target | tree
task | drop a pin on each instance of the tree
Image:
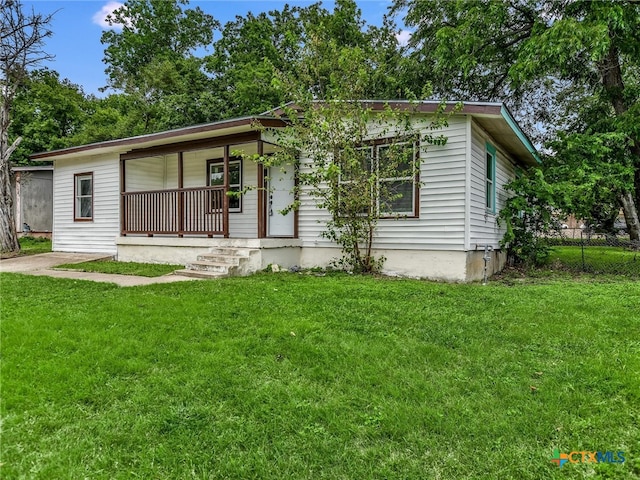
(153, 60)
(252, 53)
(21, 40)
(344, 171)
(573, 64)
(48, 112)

* * *

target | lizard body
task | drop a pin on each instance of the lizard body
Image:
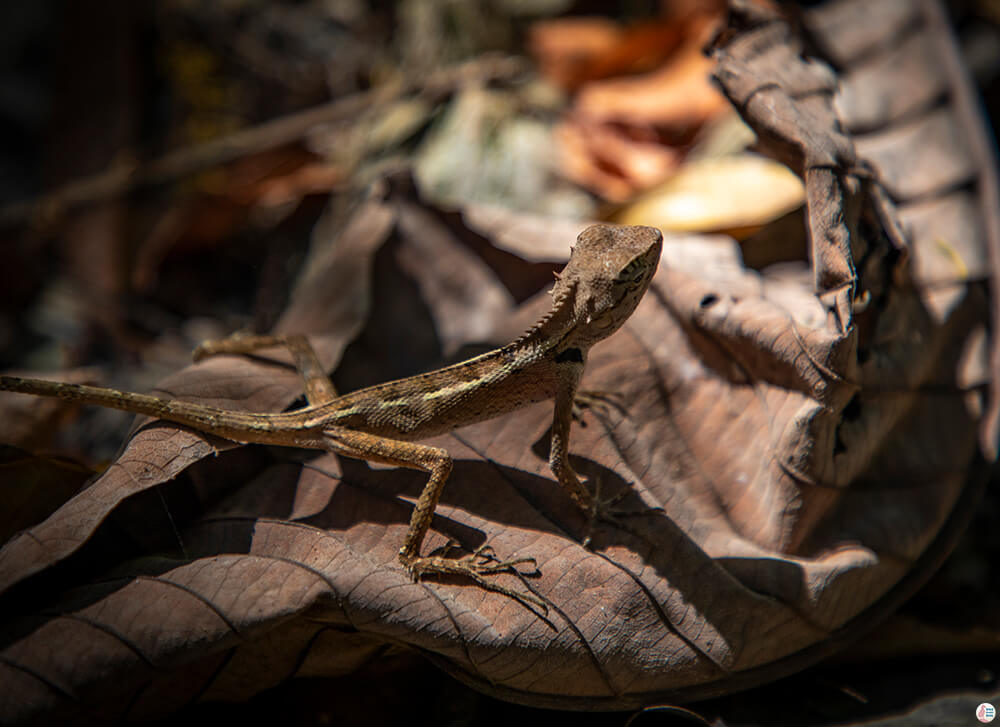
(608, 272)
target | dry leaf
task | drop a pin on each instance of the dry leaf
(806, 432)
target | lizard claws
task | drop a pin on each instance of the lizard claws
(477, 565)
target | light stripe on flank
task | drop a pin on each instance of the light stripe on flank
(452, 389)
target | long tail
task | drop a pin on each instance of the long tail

What this task involves:
Rename "light stripe" to "pale stripe" in the material from the line containing "target | lizard claws" to the line containing "task | drop a pin on each instance of the long", and return only those lines with everything else left unchanged.

Result:
target | lizard claws
task | drop a pin on each instance of the lizard claws
(477, 565)
target | pale stripe on flank
task | drop a pin on each instance of the pale stripe on flank
(452, 389)
target | long tail
task | drop a pin on each instance of the long tail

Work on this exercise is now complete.